What to do =
1. From the book review, extract the passage that begins at the words "English (65)  Spanish" and stops after the words "book for me.".
2. According to the book review, where was Hammet born?
3. Name every writer mentioned by name in the book review.

--- Start Excerpt ---

English (65)  Spanish (5)  French (1)  All languages (71)
Showing 1-5 of 65 (next | show all)
I turned to Dashiell Hammet since he was one of the first authors to popularize the hardboiled genre. This style is one of my favorites, and I've read examples of it from American and Japanese authors. I really love Raymond Chandler, who is sometimes called Hammet's successor. On a meta-level, I was also excited that Hammet was born in my adopted state of Maryland (in St. Mary's County) and grew up in Philly (my hometown) and Baltimore (my new hometown and where I worked for many years). Alas, the stars didn't align to make this a great book for me.

The hardboiled style of fast-paced, staccato writing is absolutely there. Hammet has mastered the art of story telling and I wanted to finish the book almost from the very first page. However, unlike Chandler, there was no social context or message. I have called Chandler a hardboiled Steinbeck: dealing with social issues while still telling a great detective story. Hammet's characters are two-dimensional cut outs who lack any nuanced behaviors or redeeming factors. They have no backstory or clear motivation. There's no discussion of the overall social situation, how things got the way they were, why it should be fixed and how that might not work anyway.

--- End Excerpt ---
--- Start Information supplied ---

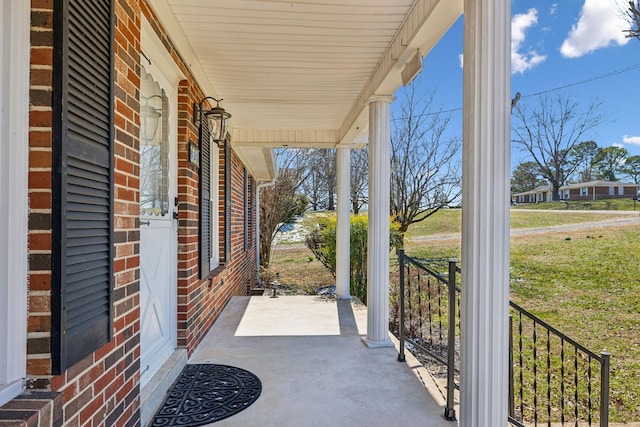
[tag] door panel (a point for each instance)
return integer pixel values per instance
(158, 229)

--- End Information supplied ---

Results in order =
1.
English (65)  Spanish (5)  French (1)  All languages (71)
Showing 1-5 of 65 (next | show all)
I turned to Dashiell Hammet since he was one of the first authors to popularize the hardboiled genre. This style is one of my favorites, and I've read examples of it from American and Japanese authors. I really love Raymond Chandler, who is sometimes called Hammet's successor. On a meta-level, I was also excited that Hammet was born in my adopted state of Maryland (in St. Mary's County) and grew up in Philly (my hometown) and Baltimore (my new hometown and where I worked for many years). Alas, the stars didn't align to make this a great book for me.

2. Hammet was born in St. Mary's County, Maryland.

3.
- Dashiell Hammet
- Raymond Chandler
- Steinbeck